Goals ▸
1. Answer these questions using the article on Turkey, Syria and Iran:
(a) How many years has the Justice and Development Party (AKP) been in power in Turkey?
(b) On what date did the mass protests over the defense of Taksim Gezi Park break out?
(c) By official estimates, how many Syrian lives have the regional powers been willing to sacrifice?
2. Write out the passage of the article on Turkey, Syria and Iran between "In Turkey, Prime" and "in urban Istanbul.", inclusive.

Given passage ▸
━━━━━━━━━━━━━━━━━━━━━━━━━━━━━━
Turkey, Syria and Iran at crossroads of world revolt

July 2, 2013

Lead

by Gerry Emmett

“There is nothing real about them but their common conspiracy against life, their egotism of class interest, their wish to feed upon the carcass of French society, their common slaveholders’ interests, their hatred of the present, and their war upon Paris.”
–Karl Marx, The Civil War in France

The mass protests in Turkey, the presidential election in Iran and, above all, the continuing struggle for the Syrian revolution express the depth of today’s social crisis. These crises are interpenetrated and inseparable. The stakes are high.

The reactionary forces that were set back on their heels by the Arab Spring revolts two years ago have found a new lease on life. Above all, this has been the result of dictator Bashar al-Assad’s genocidal attacks upon the Syrian masses. Around this criminal assault has re-gathered the threat of regional war that had been pushed back by mass revolts.

What these regional powers–Iran, Israel, Saudi Arabia–and their allies the U.S., Russia and China, hate and fear is revolution: people fighting for freedom and new human relations.

These powers have already shown themselves willing to sacrifice, by official estimates, over 90,000 Syrian lives (likely over 100,000); they have been willing to create millions of refugees; and they have been all too willing to accept the utmost degradation of world politics and culture.

At the same time, from Turkey to Brazil, mass protest and revolt continue to erupt. Would-be analysts of the Arab Spring who treated the experience of new human relations at Tahrir Square, for example, as if it were mere drunkenness that would pass without leaving a trace, were wrong. The masses in motion face the world with sober senses, while the rulers have nothing to offer but an orgy of slaughter.

TURKEY: MASSES vs. ERDOGAN, AKP

In Turkey, Prime Minister Recep Tayyip Erdogan’s Justice and Development Party (AKP) has been in power for 11 years. Viewed by foreign investors, the World Bank and the International Monetary Fund as a savior of Turkish capitalism, Erdogan has been increasingly authoritarian. It is one of the worst countries in the world to be a journalist–dozens, including investigative reporters and minority Kurds, are being held in prison under vague charges. The anti-press campaign has resulted in a wide-ranging self-censorship of all media.

Erdogan’s growing arrogance has created new social tensions as well. On May 28, these burst into mass protests over the defense of Taksim Gezi Park, one of the last green spaces in urban Istanbul.

Protesters occupying Gezi Park in Istanbul, Turkey, on June 8, 2013.  Photo by Ian Usher. http://www.flickr.com/photos/ush/9013700791/

Protesters occupying Gezi Park in Istanbul, Turkey, on June 8, 2013. Photo by Ian Usher. http://www.flickr.com/photos/ush/9013700791/

Demands included an end to the sale of public spaces, the right to free expression without fear of arrest or torture, and the right to a free and open media. The key demand was freedom. It was widely felt that the “moderate Islamism” of the AKP was being imposed upon a traditionally secular population. Women’s rights are threatened, and women’s voices have been prominent. As one woman said, “I am okay with extending democracy to women who want to wear the headscarf. That is acceptable. But it seems Erdogan wants to force all women to wear it. That is unacceptable.”
━━━━━━━━━━━━━━━━━━━━━━━━━━━━━━
[Records from a collection]

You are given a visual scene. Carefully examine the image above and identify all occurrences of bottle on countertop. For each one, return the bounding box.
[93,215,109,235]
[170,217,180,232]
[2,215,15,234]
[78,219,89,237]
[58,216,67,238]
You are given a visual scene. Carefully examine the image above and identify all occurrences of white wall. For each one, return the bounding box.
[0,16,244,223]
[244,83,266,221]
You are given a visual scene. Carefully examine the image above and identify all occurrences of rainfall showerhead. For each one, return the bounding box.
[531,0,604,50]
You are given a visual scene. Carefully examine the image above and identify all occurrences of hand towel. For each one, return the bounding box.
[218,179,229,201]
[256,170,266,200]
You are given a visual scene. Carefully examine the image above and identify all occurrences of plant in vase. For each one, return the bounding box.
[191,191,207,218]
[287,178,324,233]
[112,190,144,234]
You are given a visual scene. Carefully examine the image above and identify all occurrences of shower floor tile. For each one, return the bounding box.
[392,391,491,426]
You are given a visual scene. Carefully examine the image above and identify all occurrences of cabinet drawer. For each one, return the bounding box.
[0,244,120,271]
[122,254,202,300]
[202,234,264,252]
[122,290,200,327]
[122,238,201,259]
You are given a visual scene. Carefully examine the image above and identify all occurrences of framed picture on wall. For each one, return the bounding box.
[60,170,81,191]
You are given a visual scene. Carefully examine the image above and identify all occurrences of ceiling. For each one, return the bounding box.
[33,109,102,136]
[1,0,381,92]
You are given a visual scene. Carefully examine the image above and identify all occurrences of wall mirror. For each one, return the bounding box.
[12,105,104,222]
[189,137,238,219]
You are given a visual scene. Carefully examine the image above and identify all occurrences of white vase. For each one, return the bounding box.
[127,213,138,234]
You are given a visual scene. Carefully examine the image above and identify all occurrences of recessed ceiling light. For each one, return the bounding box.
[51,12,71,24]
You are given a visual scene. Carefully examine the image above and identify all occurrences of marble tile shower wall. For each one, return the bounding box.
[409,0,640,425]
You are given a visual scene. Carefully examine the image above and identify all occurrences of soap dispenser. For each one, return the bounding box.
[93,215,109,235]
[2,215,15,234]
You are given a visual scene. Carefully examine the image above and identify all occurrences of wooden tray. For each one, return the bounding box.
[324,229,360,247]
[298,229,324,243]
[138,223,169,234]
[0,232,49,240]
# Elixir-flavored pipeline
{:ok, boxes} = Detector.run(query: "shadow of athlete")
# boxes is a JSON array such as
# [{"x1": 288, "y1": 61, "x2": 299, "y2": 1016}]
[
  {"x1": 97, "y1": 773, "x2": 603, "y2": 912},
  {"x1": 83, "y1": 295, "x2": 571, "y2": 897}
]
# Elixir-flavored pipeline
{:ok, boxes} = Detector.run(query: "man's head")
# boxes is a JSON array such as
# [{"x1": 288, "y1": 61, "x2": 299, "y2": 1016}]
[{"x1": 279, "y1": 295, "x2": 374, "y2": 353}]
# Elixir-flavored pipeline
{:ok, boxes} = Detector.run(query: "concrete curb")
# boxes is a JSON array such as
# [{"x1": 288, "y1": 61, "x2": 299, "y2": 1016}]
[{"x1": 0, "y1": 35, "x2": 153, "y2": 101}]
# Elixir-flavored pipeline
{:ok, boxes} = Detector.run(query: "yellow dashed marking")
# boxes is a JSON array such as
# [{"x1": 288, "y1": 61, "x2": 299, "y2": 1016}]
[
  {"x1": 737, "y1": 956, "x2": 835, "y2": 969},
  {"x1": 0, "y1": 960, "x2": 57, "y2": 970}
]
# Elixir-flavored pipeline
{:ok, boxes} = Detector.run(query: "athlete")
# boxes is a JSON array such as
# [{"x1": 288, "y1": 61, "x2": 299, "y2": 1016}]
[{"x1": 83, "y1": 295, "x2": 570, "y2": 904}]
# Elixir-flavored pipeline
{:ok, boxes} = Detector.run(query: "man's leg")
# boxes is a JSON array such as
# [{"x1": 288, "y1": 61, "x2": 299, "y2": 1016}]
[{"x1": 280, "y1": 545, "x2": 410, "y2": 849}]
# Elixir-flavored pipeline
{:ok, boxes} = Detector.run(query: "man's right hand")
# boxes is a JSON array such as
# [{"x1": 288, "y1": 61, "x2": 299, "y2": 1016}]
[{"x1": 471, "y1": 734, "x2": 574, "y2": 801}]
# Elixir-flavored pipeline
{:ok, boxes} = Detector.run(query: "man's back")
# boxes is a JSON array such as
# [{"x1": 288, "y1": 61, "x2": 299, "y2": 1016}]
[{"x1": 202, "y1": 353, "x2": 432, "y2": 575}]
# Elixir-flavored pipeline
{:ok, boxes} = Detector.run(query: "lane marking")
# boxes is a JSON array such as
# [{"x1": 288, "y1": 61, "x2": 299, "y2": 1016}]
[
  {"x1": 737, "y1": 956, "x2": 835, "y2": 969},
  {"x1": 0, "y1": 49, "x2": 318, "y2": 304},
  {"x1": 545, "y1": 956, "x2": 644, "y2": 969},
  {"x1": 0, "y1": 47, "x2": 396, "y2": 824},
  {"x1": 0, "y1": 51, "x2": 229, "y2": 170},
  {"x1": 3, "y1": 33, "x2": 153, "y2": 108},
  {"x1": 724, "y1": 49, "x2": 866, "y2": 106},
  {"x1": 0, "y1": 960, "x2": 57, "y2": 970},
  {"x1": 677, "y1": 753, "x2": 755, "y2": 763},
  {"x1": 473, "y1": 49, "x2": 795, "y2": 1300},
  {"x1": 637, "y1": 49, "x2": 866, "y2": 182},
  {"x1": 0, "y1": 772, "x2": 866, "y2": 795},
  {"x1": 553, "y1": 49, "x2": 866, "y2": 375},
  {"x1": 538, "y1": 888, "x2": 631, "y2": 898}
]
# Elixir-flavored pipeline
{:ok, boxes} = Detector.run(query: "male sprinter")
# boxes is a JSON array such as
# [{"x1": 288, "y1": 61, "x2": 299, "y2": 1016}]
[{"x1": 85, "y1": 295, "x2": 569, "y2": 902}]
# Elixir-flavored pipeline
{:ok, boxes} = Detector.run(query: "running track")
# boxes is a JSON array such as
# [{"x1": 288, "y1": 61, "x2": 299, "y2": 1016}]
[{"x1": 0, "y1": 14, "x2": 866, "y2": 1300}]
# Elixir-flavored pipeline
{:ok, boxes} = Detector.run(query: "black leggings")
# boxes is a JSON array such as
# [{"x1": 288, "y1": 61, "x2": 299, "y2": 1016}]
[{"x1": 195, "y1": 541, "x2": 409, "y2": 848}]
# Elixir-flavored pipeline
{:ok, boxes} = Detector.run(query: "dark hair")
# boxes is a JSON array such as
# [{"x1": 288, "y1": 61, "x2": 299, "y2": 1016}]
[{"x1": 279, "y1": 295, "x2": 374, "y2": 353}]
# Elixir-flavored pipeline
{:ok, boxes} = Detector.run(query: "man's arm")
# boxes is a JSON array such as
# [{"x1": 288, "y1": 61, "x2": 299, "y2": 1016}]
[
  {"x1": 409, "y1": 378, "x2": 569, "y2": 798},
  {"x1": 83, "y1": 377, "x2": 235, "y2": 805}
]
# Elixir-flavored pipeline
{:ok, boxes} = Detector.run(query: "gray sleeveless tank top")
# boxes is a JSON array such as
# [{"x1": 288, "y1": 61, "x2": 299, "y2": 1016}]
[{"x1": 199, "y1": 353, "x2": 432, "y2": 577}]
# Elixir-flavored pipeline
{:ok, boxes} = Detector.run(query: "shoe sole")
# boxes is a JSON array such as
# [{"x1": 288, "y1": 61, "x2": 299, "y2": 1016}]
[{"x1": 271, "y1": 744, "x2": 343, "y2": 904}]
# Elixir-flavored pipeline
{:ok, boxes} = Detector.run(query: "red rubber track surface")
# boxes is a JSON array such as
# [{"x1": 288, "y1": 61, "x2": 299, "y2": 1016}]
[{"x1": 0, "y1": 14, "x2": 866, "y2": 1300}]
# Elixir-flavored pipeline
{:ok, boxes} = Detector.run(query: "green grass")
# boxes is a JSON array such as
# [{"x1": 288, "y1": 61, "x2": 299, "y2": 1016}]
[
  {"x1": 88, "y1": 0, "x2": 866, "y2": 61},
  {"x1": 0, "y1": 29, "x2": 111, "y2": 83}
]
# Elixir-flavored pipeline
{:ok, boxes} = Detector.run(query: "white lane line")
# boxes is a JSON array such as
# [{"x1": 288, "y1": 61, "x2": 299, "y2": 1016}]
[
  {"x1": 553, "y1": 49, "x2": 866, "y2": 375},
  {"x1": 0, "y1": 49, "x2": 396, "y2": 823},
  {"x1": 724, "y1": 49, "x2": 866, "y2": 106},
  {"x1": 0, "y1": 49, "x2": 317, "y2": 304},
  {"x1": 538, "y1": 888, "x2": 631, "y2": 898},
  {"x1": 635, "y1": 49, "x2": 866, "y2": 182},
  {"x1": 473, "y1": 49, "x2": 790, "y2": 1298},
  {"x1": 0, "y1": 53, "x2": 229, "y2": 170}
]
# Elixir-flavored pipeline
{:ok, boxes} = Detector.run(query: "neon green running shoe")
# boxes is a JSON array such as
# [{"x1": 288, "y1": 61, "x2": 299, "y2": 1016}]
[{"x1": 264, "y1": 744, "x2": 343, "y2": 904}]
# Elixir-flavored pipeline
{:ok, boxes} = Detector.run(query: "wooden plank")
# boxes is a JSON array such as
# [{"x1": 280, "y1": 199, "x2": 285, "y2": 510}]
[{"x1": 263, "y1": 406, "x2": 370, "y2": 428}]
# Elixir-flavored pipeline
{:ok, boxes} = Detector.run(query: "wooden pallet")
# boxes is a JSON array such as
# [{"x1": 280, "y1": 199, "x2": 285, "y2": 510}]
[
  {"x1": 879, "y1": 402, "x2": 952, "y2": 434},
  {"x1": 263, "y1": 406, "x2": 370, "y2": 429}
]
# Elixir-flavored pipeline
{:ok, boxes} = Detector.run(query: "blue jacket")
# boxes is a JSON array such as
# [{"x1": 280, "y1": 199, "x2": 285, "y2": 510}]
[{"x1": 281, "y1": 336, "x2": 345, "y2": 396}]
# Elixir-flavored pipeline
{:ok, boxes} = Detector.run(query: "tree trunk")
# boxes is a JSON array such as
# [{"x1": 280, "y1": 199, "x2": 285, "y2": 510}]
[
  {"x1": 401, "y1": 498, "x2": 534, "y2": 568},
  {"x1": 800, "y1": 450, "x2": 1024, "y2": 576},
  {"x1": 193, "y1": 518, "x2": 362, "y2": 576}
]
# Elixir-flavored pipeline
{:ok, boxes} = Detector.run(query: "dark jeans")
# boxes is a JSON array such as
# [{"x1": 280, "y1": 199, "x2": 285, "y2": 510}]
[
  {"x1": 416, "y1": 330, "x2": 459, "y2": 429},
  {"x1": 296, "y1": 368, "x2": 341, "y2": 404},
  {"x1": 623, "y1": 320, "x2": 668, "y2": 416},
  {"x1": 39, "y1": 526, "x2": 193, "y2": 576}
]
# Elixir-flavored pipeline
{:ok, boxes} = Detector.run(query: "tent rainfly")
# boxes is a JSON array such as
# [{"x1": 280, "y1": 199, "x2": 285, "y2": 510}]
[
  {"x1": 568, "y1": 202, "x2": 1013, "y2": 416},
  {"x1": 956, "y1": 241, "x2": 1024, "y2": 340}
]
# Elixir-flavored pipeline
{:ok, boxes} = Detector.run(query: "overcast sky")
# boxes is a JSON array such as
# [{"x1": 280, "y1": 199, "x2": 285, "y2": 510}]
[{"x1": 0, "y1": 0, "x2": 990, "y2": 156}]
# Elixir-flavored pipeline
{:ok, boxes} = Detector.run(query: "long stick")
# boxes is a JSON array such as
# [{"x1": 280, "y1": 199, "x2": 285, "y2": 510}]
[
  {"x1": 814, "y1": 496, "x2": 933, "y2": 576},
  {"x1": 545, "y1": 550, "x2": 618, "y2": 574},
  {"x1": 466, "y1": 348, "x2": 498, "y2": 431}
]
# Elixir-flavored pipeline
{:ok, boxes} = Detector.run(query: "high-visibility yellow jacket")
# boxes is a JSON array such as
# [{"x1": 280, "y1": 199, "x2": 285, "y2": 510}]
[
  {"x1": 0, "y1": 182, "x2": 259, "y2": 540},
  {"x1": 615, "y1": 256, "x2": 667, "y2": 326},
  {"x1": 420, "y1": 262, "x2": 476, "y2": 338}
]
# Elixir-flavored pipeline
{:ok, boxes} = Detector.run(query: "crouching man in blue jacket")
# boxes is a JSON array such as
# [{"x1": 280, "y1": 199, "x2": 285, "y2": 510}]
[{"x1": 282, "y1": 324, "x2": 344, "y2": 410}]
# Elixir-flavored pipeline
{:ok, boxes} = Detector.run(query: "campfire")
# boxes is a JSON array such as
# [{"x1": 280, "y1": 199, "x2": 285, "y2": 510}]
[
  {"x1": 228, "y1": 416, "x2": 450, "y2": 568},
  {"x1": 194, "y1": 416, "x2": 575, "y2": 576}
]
━━━━━━━━━━━━━━━━━━━━━━━━━━━━━━
Solutions below ▸
1.
(a) 11 years.
(b) May 28.
(c) Over 90,000.

2.
In Turkey, Prime Minister Recep Tayyip Erdogan’s Justice and Development Party (AKP) has been in power for 11 years. Viewed by foreign investors, the World Bank and the International Monetary Fund as a savior of Turkish capitalism, Erdogan has been increasingly authoritarian. It is one of the worst countries in the world to be a journalist–dozens, including investigative reporters and minority Kurds, are being held in prison under vague charges. The anti-press campaign has resulted in a wide-ranging self-censorship of all media.

Erdogan’s growing arrogance has created new social tensions as well. On May 28, these burst into mass protests over the defense of Taksim Gezi Park, one of the last green spaces in urban Istanbul.